> [Records supplied]:

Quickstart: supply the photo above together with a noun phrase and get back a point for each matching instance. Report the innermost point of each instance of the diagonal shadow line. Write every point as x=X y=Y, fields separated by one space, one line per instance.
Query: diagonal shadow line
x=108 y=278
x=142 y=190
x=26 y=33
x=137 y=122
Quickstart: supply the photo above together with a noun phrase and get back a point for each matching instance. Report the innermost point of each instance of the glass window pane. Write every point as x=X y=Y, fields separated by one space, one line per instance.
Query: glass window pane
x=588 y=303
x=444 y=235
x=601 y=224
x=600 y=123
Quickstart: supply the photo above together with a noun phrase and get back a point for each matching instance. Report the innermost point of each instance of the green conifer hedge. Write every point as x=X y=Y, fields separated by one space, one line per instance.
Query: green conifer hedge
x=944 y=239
---
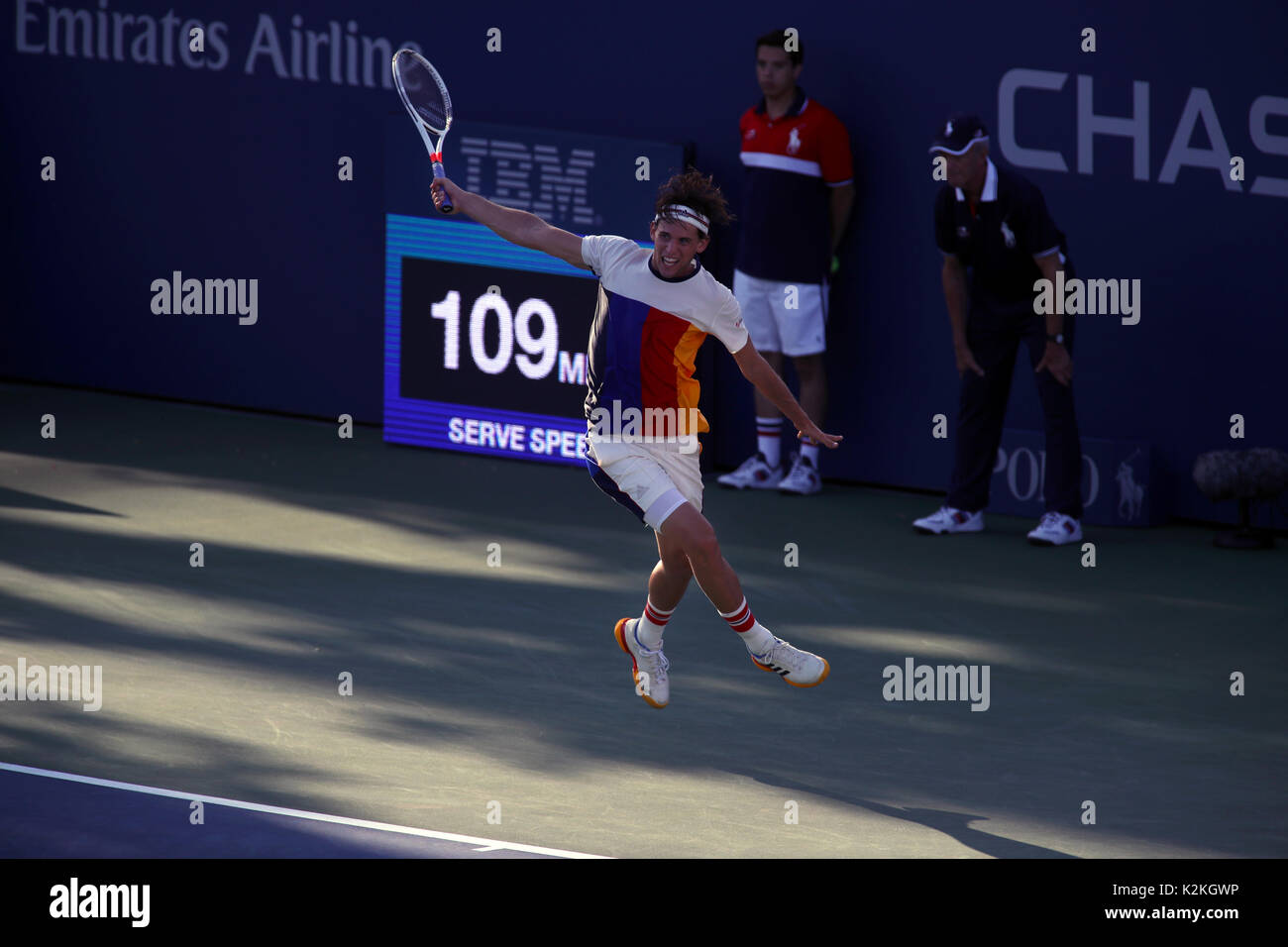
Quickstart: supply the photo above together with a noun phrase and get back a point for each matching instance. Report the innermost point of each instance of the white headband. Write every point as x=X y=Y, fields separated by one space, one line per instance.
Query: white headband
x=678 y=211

> [Work instructions]: Scan the material above. Copy each line where "Report" occurs.

> [Expected answer]:
Quickstart: supply the photo above together with a noun phrase and get back a point for each matching instance. Report the innermost point of each instance of the diagonal shadow line. Write every point as x=X y=Y, fields separated by one space, one line per instance.
Quickstart: supply the photo above together with a noun phrase and get back a point for each matching instance. Report the innermost point of each instance of the glass window pane. Write every point as x=X y=Y, fields separated by one space, one line per instance.
Quickstart: supply the photo above together with a noun phrase and get back a point for each matching instance. Report the innermost point of each instance of the green conifer hedge. Write every point as x=X y=Y, fields separated by one space, one line per instance.
Quickstart: supply the photo above together with a noun phrase and get back a point for each matching instance. Report the innermost point of each instance of the white headband. Write every point as x=X y=Y, fields separated by one space, one line per instance.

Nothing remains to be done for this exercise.